Short task
From the records below, extract all the text exactly and leave the images behind.

** BEGIN Records for the task **

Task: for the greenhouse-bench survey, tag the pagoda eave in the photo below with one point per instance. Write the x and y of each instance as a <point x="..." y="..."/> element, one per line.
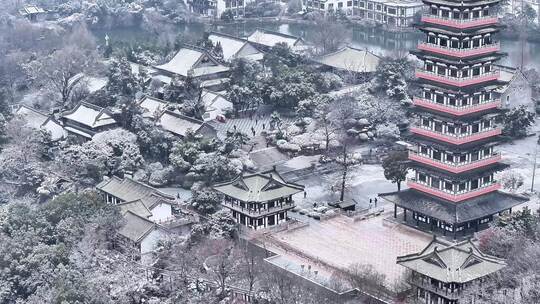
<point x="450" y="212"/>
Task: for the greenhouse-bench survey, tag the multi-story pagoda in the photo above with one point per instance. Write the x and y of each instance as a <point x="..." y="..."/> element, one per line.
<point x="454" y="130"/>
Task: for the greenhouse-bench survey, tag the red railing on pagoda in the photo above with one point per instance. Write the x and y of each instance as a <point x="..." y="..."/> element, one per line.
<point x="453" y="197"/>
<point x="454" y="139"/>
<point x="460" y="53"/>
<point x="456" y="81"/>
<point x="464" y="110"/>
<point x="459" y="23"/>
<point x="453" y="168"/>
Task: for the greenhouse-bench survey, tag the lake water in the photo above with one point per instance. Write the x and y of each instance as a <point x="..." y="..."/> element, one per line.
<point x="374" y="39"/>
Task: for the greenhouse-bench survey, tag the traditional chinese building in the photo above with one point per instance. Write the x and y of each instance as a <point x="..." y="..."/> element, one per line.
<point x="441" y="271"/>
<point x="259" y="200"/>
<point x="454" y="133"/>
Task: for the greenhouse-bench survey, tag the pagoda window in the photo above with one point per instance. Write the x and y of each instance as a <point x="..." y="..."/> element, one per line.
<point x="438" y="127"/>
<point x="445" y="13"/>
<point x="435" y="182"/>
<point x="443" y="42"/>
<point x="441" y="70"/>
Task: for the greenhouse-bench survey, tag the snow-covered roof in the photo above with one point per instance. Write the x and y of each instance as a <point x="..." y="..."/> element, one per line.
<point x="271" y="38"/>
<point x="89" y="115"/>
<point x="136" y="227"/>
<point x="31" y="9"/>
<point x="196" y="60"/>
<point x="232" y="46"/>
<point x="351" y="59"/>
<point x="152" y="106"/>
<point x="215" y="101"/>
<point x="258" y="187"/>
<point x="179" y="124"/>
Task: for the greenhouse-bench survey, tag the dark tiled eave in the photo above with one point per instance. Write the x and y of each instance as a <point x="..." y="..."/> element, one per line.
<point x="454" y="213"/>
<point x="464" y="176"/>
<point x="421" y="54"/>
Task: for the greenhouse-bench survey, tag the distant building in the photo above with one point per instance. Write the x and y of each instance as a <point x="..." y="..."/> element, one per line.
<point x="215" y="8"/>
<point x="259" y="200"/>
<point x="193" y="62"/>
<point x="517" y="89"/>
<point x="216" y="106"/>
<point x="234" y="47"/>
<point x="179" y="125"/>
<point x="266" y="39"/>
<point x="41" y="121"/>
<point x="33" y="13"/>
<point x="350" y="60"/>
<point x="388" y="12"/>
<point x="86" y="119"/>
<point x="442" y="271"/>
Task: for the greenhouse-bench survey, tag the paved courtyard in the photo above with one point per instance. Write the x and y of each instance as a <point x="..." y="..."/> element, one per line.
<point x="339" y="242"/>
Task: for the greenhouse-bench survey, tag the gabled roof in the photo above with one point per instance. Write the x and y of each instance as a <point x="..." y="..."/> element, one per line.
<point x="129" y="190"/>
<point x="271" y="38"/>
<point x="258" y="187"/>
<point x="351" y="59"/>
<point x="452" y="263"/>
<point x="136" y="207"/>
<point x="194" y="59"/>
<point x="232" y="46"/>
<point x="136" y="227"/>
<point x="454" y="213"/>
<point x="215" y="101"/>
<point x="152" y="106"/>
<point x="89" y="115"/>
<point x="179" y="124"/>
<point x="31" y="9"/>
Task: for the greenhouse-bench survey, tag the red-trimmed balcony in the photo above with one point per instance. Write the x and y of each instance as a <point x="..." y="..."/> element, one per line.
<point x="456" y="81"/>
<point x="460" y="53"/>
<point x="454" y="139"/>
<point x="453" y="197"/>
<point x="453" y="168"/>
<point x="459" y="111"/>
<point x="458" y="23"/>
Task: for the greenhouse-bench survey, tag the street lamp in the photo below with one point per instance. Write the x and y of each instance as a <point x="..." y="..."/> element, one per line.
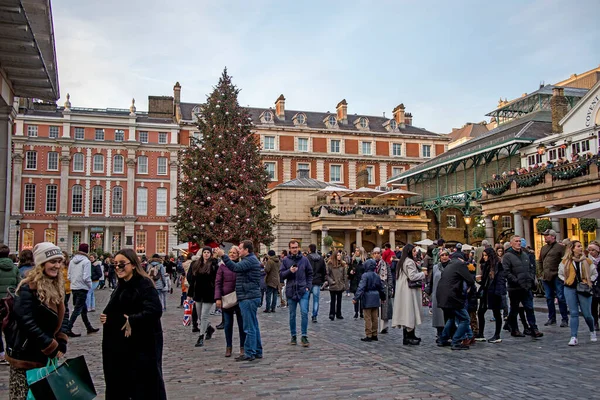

** END Records for the task **

Solution to this exercise
Task: for the greenhouse-bench survey, tag the pagoda eave in the photo below with one point per instance. Write the x and y of each instance as a <point x="..." y="..."/> element, one per line.
<point x="450" y="212"/>
Task: for the greenhouse-bench survey, tag the multi-story pagoda in the photo above with one point per instance. Write the x and y of each instance as a <point x="..." y="..."/> element, one per line.
<point x="454" y="130"/>
Task: for the greenhouse-bench survey, tag the red railing on pagoda in the photo above with one point per instance. Write the x and y of each instance as a <point x="..." y="..."/> element, one per line.
<point x="453" y="197"/>
<point x="454" y="139"/>
<point x="460" y="53"/>
<point x="456" y="81"/>
<point x="464" y="110"/>
<point x="459" y="23"/>
<point x="453" y="168"/>
Task: for the greenhouse-bench survey, tag the lake water in the photo above with one point per instance. Write the x and y of each instance as a <point x="..." y="..."/> element, one per line.
<point x="374" y="39"/>
Task: for the greenhouse-bench survey, tag the traditional chinese building in the photo above with one point per instance. Write the x and y of each instance as a <point x="..." y="..."/> element, one per line.
<point x="441" y="271"/>
<point x="259" y="200"/>
<point x="454" y="133"/>
Task: for the greenhouse-bench survey, tag the pagoda window in the photo above with one point per instance. Write the x and y of each instance as a <point x="..." y="..."/> element, one per line.
<point x="438" y="127"/>
<point x="445" y="13"/>
<point x="435" y="182"/>
<point x="443" y="42"/>
<point x="441" y="70"/>
Task: for the greenhouse-bench survey, tag the snow-covered roof in the photo above with one point per instance. Write the x and y of each instance as a <point x="..." y="..."/> element, one per line.
<point x="271" y="38"/>
<point x="89" y="115"/>
<point x="136" y="227"/>
<point x="31" y="9"/>
<point x="196" y="60"/>
<point x="232" y="46"/>
<point x="351" y="59"/>
<point x="152" y="106"/>
<point x="215" y="101"/>
<point x="258" y="187"/>
<point x="179" y="124"/>
Task: for the greenhouse-bench survey, tag the dark tiled eave in the photo above with one point per instance. Write the x and y of each instance as a <point x="..." y="..."/> element, one per line.
<point x="454" y="213"/>
<point x="464" y="176"/>
<point x="421" y="54"/>
Task: for the greenhouse-bench survey, tag the distant building in the photo above with one point per instance. Write the x and y of each instance as a <point x="..." y="..."/> element, one per line.
<point x="215" y="8"/>
<point x="259" y="200"/>
<point x="193" y="62"/>
<point x="517" y="89"/>
<point x="216" y="106"/>
<point x="234" y="47"/>
<point x="179" y="125"/>
<point x="266" y="39"/>
<point x="41" y="121"/>
<point x="33" y="13"/>
<point x="350" y="60"/>
<point x="388" y="12"/>
<point x="86" y="119"/>
<point x="442" y="271"/>
Task: for the greenhouse-bench survey, tag the paved courtyard in the photo above with one point per instance. Write the x and y of each instance as a <point x="..." y="..."/> element, one per line.
<point x="339" y="242"/>
Task: for the greenhouse-bench survey, tag the gabled roof in the photo above with one point per instance. Write the x and y of each instance as a <point x="..." y="..."/> element, one per line.
<point x="129" y="190"/>
<point x="271" y="38"/>
<point x="258" y="187"/>
<point x="351" y="59"/>
<point x="452" y="263"/>
<point x="136" y="207"/>
<point x="194" y="59"/>
<point x="232" y="46"/>
<point x="136" y="227"/>
<point x="454" y="213"/>
<point x="215" y="101"/>
<point x="152" y="106"/>
<point x="89" y="115"/>
<point x="179" y="124"/>
<point x="31" y="9"/>
Task: for the greenhouse-bench survey, tag the red-trimmed balcony in the photo above with one point per instance. Write the x and y of each instance as a <point x="..." y="..."/> element, one per line.
<point x="456" y="81"/>
<point x="460" y="53"/>
<point x="454" y="139"/>
<point x="453" y="197"/>
<point x="453" y="168"/>
<point x="459" y="111"/>
<point x="458" y="23"/>
Task: for the greenhouse-bench survey, tag the street lamp in the photo below with one point per instance. Write the x and y of each instance as a <point x="..." y="..."/> element, one per line.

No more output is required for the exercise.